[TASK]: The output has to be the full set of records, reproduced exactly, minus any picture.
━━━ INFORMATION PROVIDED ━━━
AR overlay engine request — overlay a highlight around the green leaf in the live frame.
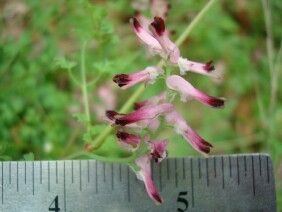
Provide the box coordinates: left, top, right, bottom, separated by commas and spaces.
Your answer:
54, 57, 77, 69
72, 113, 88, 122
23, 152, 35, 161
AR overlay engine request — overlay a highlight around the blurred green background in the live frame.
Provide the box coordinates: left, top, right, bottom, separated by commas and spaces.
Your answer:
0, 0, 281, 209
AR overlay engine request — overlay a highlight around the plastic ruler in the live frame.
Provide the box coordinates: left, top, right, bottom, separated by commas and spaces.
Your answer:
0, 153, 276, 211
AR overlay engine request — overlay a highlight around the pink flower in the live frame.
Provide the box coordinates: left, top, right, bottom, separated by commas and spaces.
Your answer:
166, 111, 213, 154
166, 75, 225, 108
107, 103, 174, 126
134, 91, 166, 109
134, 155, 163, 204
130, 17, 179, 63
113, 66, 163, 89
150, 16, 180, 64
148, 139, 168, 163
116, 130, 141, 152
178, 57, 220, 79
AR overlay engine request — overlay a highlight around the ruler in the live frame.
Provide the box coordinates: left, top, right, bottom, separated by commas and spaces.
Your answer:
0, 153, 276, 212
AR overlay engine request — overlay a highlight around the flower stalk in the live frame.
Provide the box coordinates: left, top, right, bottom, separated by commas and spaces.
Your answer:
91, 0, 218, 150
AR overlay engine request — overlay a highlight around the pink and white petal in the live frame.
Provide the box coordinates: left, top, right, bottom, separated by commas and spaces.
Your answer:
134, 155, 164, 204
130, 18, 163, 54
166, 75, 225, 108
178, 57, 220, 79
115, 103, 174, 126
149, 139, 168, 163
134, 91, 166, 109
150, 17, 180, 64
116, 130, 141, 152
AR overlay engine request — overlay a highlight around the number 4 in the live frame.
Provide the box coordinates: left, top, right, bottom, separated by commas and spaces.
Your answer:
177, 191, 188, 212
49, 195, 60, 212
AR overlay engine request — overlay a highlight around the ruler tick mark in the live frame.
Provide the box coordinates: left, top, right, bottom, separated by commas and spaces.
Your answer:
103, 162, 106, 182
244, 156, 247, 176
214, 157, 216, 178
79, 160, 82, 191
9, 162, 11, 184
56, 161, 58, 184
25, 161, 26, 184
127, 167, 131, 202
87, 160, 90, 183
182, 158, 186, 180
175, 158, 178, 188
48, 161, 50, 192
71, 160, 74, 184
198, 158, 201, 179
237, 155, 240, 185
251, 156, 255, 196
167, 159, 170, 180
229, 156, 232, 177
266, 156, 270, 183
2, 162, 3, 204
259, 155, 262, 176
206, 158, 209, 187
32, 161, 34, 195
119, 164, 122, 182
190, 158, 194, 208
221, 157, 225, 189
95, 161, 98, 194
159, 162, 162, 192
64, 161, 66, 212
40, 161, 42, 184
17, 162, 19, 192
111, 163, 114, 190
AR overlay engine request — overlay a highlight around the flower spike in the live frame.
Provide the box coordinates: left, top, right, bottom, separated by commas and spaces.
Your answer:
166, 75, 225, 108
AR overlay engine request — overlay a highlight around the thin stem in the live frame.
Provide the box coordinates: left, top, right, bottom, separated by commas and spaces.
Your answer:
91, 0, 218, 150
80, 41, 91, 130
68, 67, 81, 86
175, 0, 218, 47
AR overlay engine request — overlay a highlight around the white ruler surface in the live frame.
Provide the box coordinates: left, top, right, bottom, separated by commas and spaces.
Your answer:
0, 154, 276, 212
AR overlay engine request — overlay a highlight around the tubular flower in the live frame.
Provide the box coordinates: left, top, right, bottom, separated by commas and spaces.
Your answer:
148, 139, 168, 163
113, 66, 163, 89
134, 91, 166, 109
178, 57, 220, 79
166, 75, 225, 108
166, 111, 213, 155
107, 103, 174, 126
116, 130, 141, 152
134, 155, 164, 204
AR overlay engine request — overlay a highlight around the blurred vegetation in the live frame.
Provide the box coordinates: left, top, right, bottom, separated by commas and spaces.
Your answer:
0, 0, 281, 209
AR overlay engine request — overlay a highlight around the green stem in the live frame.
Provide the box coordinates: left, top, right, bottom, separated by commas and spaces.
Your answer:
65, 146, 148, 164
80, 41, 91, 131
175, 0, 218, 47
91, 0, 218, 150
━━━
[EXERCISE RESULT]:
AR overlay engine request — overlay a highlight around the green leaf in the live frame.
Provide the box coordinates: left, top, right, bottom, separated by commas and spaces.
Your answer:
54, 57, 77, 69
72, 113, 88, 122
23, 152, 35, 161
AR overlay engine request — overlay a highlight around the blurred green background in the live frame.
Provide the box coordinates: left, top, right, bottom, separated by commas and spaces.
Your answer:
0, 0, 281, 209
AR overlay engine request — overlay a highlight around the plastic ruler in the live frame.
Provide the box coordinates: left, top, right, bottom, separated by commas and spaces.
Your answer:
0, 153, 276, 211
AR overlay engine request — overlay a highlight around the pink flower in the live frame.
Provide the box coordinates: left, top, right, bottom, separated by commas and spaces.
Your answer:
166, 111, 213, 154
166, 75, 225, 108
107, 103, 174, 126
134, 91, 166, 109
134, 155, 163, 204
130, 17, 179, 63
113, 66, 163, 89
150, 16, 180, 64
148, 139, 168, 163
116, 130, 141, 152
178, 57, 220, 79
AR overlay engine request — overlay a highlight around the ruler in the live frame.
Provide the box coordinates: left, top, right, bottom, separated by commas and spaces.
Your answer:
0, 153, 276, 212
AR overlay engine request — overlay a highlight around the flower stalk in the live frame.
Provide the box coordinates: left, top, right, bottom, separated by commas and spaces.
Your answer:
91, 0, 218, 150
AR overlay engine request — overlay a highlight around the pink and white petal in the live frame.
Provide the box coordinates: left, top, right, bottom, separated by commas and spaces.
Your answer:
134, 155, 164, 204
130, 18, 163, 54
166, 75, 225, 108
178, 57, 220, 79
115, 103, 174, 126
149, 139, 168, 163
134, 91, 166, 109
150, 17, 180, 64
116, 130, 141, 152
AR overlay engine request — overlay a highlight around the number 4 in the live frame.
Provide the box coordinates: left, top, right, bottom, separated by commas and spaces.
Your answer:
177, 191, 188, 212
49, 195, 60, 212
AR overlay engine request — overlay a highlight around the ruler tick mark in the live frame.
Provide the box coordinates: left, top, right, bottom, separated by commas and spaces.
Your answer:
103, 162, 106, 182
244, 156, 247, 176
214, 157, 216, 178
79, 160, 82, 191
9, 162, 11, 184
56, 161, 58, 184
25, 161, 26, 184
127, 167, 131, 202
87, 160, 90, 183
182, 158, 186, 180
175, 158, 178, 188
48, 161, 50, 192
71, 160, 74, 184
198, 158, 201, 179
237, 155, 240, 185
251, 156, 255, 196
167, 159, 170, 180
229, 156, 232, 177
266, 156, 270, 183
2, 162, 3, 204
259, 155, 262, 176
206, 158, 209, 187
32, 161, 34, 195
119, 164, 122, 182
190, 158, 194, 208
221, 157, 225, 189
95, 161, 98, 194
159, 162, 162, 192
64, 161, 66, 212
40, 161, 42, 184
17, 162, 19, 192
111, 163, 114, 190
AR overlay engine request — overlay a highlight around the flower spike in the live frame.
Provide the box coordinates: left, top, right, bottom, separated by commas and spaces.
Your answer:
166, 75, 225, 108
AR overlay engine request — overlay a highlight around the thin stem in the live frame.
Provide the box coordinates: left, top, right, bottom, separated by commas and spaces.
Your answer:
91, 0, 218, 150
80, 41, 91, 130
68, 67, 81, 86
175, 0, 218, 47
AR overlay engine request — overlay a highlight around the white ruler surface in the live frame.
Provide the box coordinates: left, top, right, bottom, separated by commas and spaces.
Your answer:
0, 154, 276, 212
AR overlay engine request — overlay a highlight around the tubular flower in the live frame.
Provide the box coordinates: left, top, right, bottom, separated by commas and spaces.
Your answer:
148, 139, 168, 163
113, 66, 163, 89
134, 91, 166, 109
178, 57, 220, 79
166, 75, 225, 108
166, 111, 213, 155
107, 103, 174, 126
116, 130, 141, 152
134, 155, 164, 204
AR overlay engine request — overlay a highlight around the blurred vegetation in the live frame.
Provide the box coordinates: left, top, right, bottom, separated by commas and spaces.
Your answer:
0, 0, 281, 209
AR overlay engine request — overlay a highlight around the green stem in the live frame.
Provide the box coordinates: left, top, right, bottom, separated by commas and spaces.
Your answer:
65, 146, 148, 164
80, 41, 91, 131
175, 0, 218, 47
91, 0, 218, 150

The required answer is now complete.